What you should do: Please find every line in the entries below that contains the string "each", and copy it.

Collected data entries:

==================================================

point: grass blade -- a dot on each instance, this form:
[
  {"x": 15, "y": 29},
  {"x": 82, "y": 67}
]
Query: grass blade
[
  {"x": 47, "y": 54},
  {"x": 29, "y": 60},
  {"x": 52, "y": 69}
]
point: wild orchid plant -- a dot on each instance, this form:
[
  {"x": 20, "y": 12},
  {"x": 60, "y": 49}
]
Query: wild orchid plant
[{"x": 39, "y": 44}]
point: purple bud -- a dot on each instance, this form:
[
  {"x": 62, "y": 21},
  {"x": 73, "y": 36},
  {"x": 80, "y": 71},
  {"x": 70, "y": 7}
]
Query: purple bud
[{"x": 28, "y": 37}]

==================================================

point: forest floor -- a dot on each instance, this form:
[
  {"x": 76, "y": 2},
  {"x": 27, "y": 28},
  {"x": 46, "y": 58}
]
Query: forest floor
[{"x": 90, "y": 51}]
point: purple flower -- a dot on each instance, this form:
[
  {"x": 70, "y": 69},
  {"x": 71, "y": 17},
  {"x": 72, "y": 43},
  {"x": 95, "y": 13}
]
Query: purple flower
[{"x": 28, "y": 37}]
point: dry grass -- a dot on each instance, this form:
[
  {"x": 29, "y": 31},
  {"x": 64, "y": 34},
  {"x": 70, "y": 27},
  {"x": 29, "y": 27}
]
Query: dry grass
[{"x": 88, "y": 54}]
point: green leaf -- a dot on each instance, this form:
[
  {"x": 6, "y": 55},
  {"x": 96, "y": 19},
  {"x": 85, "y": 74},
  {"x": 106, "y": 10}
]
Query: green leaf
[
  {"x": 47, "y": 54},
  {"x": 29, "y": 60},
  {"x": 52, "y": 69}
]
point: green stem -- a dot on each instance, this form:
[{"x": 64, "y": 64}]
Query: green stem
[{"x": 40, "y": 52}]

==================================================

Solution for this problem:
point: grass blade -- a dot on each instance, this form:
point: wild orchid plant -- a dot on each instance, this form:
point: purple bud -- a dot on each instance, this form:
point: forest floor -- a dot on each instance, this form:
point: purple flower -- a dot on each instance, this form:
point: dry grass -- a dot on each instance, this form:
point: green leaf -- a dot on each instance, this form:
point: green stem -- a dot on each instance, this form:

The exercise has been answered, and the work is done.